**SUPPLIED PASSAGE:**
Twist Bioscience launches complex gene synthesis service – Image for illustrative purposes only (Image credits: Unsplash)
Twist Bioscience Corporation introduced its Complex Genes service, a significant advancement in synthetic DNA production that targets sequences previously challenging to manufacture at scale. The new offering supports lengths up to 7,000 base pairs and handles structural complexities common in advanced research applications.[1][2] Researchers now gain access to high-fidelity genes for nucleic acid therapeutics and AI-generated designs without needing to modify sequences for manufacturability.
Handling the Toughest DNA Challenges
The Complex Genes service stands out for its ability to synthesize intricate DNA structures. It accommodates short tandem repeats, inverted repeats, long repeats, homopolymers stretching up to 30 base pairs, and regions with extreme high or low GC content.[1] These elements often appear in promoters, untranslated regions, inverted terminal repeats, secondary structures, and glycine-serine linkers.
Twist anticipates accepting roughly 99.5 percent of clonal gene orders and 99.9 percent of all DNA products through this service. Customers receive complexity and manufacturability scores right during the ordering process, providing transparency on feasibility. Delivery occurs within 15 business days for constructs ranging from 300 to 7,000 base pairs, with cloning available in catalog or customer-selected vectors.[1]
Expansion Builds on Proven Platform
This launch expands Twist’s clonal genes portfolio to encompass long and complex sequences, enhancing capabilities for intricate DNA constructs. The company leverages its silicon-based DNA synthesis platform, combined with refined downstream manufacturing, automation, and sequencing processes.[3][2] This technology enables parallel production of thousands of genes per chip while maintaining precision and low error rates.
Previously, complex sequences – those with repetitive elements, extreme GC content between 25 and 65 percent, or homopolymers – received special handling but often excluded from faster express options. Standard clonal genes topped out at 5,000 base pairs with average turnaround of 10 business days, while express versions offered 4-7 days for simpler designs.[3][4] The new service pushes boundaries further without compromising quality, as all clonal products undergo NGS verification.

**WHAT TO DO:**
A - In two sentences, summarize the article about Twist Bioscience's Complex Genes service.
B - Extend the article about Twist Bioscience's Complex Genes service, starting after its final sentence.

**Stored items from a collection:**
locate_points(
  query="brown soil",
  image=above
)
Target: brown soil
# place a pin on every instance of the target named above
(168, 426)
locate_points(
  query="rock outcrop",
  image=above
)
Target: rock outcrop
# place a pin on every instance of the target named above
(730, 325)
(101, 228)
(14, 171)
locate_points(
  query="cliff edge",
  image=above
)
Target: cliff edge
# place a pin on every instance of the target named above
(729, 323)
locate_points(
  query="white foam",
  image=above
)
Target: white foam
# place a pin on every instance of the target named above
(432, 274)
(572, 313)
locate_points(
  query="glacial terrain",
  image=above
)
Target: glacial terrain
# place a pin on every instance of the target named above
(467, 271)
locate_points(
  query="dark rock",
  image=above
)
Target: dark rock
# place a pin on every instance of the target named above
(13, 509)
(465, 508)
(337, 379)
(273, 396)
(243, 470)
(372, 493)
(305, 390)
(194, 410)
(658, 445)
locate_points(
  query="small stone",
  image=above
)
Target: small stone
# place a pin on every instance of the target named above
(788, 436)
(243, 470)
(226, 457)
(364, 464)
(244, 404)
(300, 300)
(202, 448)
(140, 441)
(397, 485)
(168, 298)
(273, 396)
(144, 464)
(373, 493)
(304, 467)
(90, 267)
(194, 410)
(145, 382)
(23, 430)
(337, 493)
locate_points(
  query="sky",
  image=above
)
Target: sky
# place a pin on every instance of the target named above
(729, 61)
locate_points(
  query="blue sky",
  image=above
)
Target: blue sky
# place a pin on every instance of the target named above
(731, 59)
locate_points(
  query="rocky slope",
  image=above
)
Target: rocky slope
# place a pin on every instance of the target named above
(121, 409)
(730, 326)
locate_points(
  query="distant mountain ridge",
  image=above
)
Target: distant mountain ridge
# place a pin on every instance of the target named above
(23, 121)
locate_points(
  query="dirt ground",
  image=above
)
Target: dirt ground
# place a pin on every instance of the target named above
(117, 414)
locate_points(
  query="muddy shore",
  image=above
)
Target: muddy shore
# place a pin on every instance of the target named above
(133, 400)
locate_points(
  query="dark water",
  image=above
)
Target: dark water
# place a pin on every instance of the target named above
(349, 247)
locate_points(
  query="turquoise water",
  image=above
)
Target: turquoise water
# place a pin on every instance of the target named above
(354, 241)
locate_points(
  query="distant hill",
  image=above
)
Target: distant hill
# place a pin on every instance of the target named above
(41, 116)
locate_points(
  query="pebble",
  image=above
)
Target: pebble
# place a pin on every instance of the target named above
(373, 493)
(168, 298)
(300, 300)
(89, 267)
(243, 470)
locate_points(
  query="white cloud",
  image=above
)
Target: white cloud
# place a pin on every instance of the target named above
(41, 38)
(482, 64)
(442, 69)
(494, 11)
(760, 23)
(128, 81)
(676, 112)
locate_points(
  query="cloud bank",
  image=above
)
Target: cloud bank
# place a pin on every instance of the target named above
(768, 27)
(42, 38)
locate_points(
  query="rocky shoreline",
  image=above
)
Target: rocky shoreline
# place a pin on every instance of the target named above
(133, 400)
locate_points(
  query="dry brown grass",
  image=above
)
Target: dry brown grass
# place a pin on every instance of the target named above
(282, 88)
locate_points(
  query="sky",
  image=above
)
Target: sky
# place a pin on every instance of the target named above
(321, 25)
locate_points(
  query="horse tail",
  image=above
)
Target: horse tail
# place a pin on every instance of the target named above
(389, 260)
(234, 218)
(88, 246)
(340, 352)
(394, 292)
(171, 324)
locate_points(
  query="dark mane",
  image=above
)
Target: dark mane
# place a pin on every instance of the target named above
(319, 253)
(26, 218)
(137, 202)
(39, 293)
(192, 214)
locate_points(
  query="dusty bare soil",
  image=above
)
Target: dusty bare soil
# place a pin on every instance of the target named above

**RESULTS FOR EACH TASK:**
A - Twist Bioscience launched a Complex Genes service that makes hard-to-produce DNA sequences up to 7,000 base pairs long, including repeats, homopolymers up to 30 base pairs, and regions with extreme high or low GC content. Built on the company's silicon-based DNA synthesis platform, the service shows customers complexity and manufacturability scores when they order and delivers constructs of 300 to 7,000 base pairs within 15 business days.

B -
Key Applications in Cutting-Edge Research
Researchers in nucleic acid therapeutics and AI-enabled drug discovery stand to benefit most. The service allows direct production of AI-designed protein variants, including those for toxins or viral elements, preserving original sequences critical for experimentation.[1] This eliminates workarounds that could alter functional outcomes.
- Support for advanced regulatory elements in gene therapy vectors.
- Production of engineered sequences for high-throughput screening.
- Scalable synthesis for academic and industrial workflows in healthcare, agriculture, and beyond.
Twist’s platform also emphasizes sustainability, generating fewer CO2 emissions than traditional methods. Pricing remains competitive, starting at 9 cents per base pair for clonal genes with no hidden complexity fees.[3]
Streamlining Workflows with Customization
Orders integrate seamlessly via Twist’s e-commerce portal, where an algorithm instantly evaluates sequence viability. Options include various prep scales from 50 nanograms to 1 milligram, animal-origin-free preparations, transfection-grade formats, and delivery in tubes or plates.[5] No minimum or maximum order sizes apply, accommodating projects from single genes to libraries.
Gene fragments complement the clonal service, offering linear DNA from 300 base pairs at 7 cents per base with 2-4 day shipping. Codon optimization further boosts success by mitigating issues like rare codons or hairpins.[3]
As synthetic biology accelerates, Twist Bioscience’s Complex Genes service removes longstanding barriers in DNA manufacturing. This move not only equips scientists with tools for ambitious designs but also underscores the maturing power of silicon-driven synthesis in driving discoveries forward.